→ Task statement
Add 115 to each x and y pixel coordinate in the answers, and write out all the lines below in full with the new values.

→ Exercise input

★ ★ ★ ★ ★ ★ ★

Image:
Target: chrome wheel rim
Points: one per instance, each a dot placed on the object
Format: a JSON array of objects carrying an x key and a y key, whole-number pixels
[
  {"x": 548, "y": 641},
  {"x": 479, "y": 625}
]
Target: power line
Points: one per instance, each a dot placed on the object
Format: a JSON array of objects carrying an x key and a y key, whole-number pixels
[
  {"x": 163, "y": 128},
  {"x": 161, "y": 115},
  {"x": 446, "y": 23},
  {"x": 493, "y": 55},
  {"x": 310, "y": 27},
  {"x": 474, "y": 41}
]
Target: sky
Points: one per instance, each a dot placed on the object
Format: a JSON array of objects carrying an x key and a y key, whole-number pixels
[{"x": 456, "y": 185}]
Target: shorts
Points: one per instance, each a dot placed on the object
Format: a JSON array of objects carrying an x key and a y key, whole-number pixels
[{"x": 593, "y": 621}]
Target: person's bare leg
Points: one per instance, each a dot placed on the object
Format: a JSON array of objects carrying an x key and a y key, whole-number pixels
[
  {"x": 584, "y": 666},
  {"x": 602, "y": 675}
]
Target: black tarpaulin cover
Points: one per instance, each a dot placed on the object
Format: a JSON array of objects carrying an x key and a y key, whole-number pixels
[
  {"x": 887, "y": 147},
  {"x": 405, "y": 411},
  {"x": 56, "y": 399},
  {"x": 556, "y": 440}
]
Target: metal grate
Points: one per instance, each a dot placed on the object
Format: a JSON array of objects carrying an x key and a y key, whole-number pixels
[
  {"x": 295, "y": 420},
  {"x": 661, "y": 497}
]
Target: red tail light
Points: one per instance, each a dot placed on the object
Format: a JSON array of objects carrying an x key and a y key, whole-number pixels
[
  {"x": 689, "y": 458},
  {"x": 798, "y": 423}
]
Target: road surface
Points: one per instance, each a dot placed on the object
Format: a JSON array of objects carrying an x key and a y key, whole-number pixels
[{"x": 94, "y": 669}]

★ ★ ★ ★ ★ ★ ★

→ Answer to the exercise
Image:
Target: chrome wheel rim
Points: one per instance, each a dot placed on the object
Format: a JSON array of objects carrying an x key and a y key, whole-number pixels
[
  {"x": 663, "y": 756},
  {"x": 594, "y": 740}
]
Target: power line
Points: one per instance, each a dot placed on the object
Format: a JSON array of objects carrying an x key and a y key, whole-number pixels
[
  {"x": 278, "y": 243},
  {"x": 276, "y": 230},
  {"x": 561, "y": 138},
  {"x": 608, "y": 170},
  {"x": 425, "y": 142},
  {"x": 589, "y": 156}
]
Target: sky
Points: one per instance, each a dot placed on the object
Format: a JSON array of objects carrying an x key and a y key, whole-number pixels
[{"x": 571, "y": 300}]
Target: shorts
Points: one per instance, each a dot placed on the object
Format: a JSON array of objects carrying an x key and a y key, whole-number pixels
[{"x": 708, "y": 736}]
Target: person's bare leg
Points: one per instance, each a dot placed on the object
Format: a JSON array of objects carrying an x key and a y key, whole-number pixels
[
  {"x": 699, "y": 781},
  {"x": 717, "y": 790}
]
Target: black tarpaulin cover
Points: one per instance, each a dot placed on the object
Format: a JSON array of objects carrying an x key and a y key, whole-number pixels
[
  {"x": 1002, "y": 262},
  {"x": 520, "y": 526},
  {"x": 171, "y": 514},
  {"x": 671, "y": 555}
]
Target: metal grate
Points: one per instance, each a dot placed on the object
Format: a JSON array of objects carrying an x key and a y key, whole-number pixels
[
  {"x": 410, "y": 535},
  {"x": 776, "y": 612}
]
Target: red tail light
Points: one per instance, each a dot placed on the object
Format: a JSON array of objects carrying an x key and a y key, whole-number pixels
[
  {"x": 804, "y": 573},
  {"x": 913, "y": 538}
]
Target: road surface
Points: one per instance, each a dot placed on the object
Format: a JSON array of objects carrying an x key and a y key, whole-number pixels
[{"x": 209, "y": 784}]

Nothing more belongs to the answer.